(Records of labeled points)
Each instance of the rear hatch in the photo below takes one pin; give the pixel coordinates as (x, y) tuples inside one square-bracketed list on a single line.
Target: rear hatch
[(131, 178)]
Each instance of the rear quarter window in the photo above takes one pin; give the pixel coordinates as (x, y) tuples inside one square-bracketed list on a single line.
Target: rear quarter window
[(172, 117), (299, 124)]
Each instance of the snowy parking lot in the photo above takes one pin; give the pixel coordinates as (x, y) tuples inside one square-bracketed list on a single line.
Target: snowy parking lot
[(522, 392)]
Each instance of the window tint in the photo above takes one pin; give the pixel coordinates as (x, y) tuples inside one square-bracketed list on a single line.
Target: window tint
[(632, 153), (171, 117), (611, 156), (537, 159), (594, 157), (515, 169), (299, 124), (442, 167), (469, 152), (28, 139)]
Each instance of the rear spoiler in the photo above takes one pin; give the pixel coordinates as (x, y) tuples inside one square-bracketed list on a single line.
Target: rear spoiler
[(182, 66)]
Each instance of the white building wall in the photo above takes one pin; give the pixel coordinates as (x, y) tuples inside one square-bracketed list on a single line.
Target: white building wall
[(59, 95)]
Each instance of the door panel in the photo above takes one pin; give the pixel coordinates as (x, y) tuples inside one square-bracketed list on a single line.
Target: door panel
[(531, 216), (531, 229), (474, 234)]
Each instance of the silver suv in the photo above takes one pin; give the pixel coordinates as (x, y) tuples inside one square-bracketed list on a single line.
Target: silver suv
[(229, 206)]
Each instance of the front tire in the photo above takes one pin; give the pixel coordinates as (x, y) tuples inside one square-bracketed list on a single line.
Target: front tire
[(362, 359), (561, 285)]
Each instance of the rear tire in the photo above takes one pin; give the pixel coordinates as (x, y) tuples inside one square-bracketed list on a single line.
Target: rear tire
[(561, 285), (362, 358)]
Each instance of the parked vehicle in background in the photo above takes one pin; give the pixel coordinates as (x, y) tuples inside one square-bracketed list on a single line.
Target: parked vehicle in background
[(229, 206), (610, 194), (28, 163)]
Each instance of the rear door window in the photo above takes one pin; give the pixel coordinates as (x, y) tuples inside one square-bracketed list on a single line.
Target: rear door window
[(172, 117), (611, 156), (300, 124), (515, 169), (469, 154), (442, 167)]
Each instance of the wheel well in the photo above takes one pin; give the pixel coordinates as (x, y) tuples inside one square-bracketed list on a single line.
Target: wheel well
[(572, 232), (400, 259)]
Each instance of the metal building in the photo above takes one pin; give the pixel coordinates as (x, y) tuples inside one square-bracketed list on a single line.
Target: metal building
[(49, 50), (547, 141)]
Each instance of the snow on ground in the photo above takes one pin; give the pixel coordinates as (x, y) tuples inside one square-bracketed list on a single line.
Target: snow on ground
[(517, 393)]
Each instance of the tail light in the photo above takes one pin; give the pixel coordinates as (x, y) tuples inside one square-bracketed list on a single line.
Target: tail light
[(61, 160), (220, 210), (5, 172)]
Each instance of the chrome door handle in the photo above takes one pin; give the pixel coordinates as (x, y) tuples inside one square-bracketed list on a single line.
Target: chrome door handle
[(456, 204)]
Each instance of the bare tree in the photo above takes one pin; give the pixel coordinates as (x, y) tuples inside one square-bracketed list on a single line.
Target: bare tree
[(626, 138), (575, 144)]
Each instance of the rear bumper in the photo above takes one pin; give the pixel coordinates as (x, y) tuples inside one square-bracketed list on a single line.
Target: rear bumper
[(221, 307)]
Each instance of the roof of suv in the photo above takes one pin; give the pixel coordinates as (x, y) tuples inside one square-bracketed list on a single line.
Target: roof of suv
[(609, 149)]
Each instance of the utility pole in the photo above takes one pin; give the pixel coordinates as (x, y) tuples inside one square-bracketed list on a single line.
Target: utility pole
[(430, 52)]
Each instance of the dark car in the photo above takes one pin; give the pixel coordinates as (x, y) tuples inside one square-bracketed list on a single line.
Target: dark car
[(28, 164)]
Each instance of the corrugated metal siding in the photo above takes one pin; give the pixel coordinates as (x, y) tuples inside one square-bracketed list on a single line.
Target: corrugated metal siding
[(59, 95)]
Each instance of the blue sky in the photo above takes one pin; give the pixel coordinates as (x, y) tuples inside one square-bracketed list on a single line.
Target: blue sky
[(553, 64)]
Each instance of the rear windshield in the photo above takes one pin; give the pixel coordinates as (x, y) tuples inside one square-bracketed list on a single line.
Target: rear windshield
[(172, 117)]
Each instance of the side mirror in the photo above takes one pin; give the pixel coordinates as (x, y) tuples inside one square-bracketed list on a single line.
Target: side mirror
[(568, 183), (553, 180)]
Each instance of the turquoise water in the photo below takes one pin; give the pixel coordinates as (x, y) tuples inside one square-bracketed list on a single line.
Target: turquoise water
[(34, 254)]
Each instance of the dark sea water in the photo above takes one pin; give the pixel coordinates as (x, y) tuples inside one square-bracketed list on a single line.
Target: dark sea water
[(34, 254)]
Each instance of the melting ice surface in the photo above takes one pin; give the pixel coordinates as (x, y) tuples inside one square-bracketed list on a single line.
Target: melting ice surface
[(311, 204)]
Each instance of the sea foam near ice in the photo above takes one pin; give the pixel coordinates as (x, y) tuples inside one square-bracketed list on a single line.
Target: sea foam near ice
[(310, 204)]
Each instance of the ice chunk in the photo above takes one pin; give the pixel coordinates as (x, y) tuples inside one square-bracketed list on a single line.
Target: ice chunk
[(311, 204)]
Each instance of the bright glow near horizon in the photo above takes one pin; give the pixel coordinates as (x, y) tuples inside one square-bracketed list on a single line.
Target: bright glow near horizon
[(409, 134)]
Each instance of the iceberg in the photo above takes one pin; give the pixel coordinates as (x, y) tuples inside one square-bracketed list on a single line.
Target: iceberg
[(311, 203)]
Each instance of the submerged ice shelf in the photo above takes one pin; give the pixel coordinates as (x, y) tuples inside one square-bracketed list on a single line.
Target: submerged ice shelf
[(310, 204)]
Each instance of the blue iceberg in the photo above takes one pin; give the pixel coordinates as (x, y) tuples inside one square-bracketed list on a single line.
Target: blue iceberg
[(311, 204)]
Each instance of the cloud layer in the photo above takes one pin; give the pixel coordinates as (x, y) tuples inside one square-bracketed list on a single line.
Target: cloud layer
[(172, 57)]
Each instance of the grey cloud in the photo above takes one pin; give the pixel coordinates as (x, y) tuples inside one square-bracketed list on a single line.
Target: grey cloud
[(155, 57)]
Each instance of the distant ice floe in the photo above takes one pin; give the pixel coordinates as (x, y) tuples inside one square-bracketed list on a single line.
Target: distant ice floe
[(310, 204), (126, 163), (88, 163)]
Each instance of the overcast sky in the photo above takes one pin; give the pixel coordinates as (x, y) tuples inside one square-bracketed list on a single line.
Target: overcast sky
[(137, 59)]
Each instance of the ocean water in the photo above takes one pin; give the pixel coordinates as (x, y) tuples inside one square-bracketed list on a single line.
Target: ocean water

• Challenge
Convert the part of the records above that opens with the line containing "Each instance of the chrome" and closes with the line containing "[(456, 204)]" into a Markdown table with the columns Row and Line, one row per non-blank line.

• Worked solution
| Row | Line |
|---|---|
| 1 | Each instance of the chrome door handle in the photo above takes one pin; give the pixel coordinates as (x, y) tuples inside one square-bracketed list on a single line. |
| 2 | Target: chrome door handle |
| 3 | [(456, 204)] |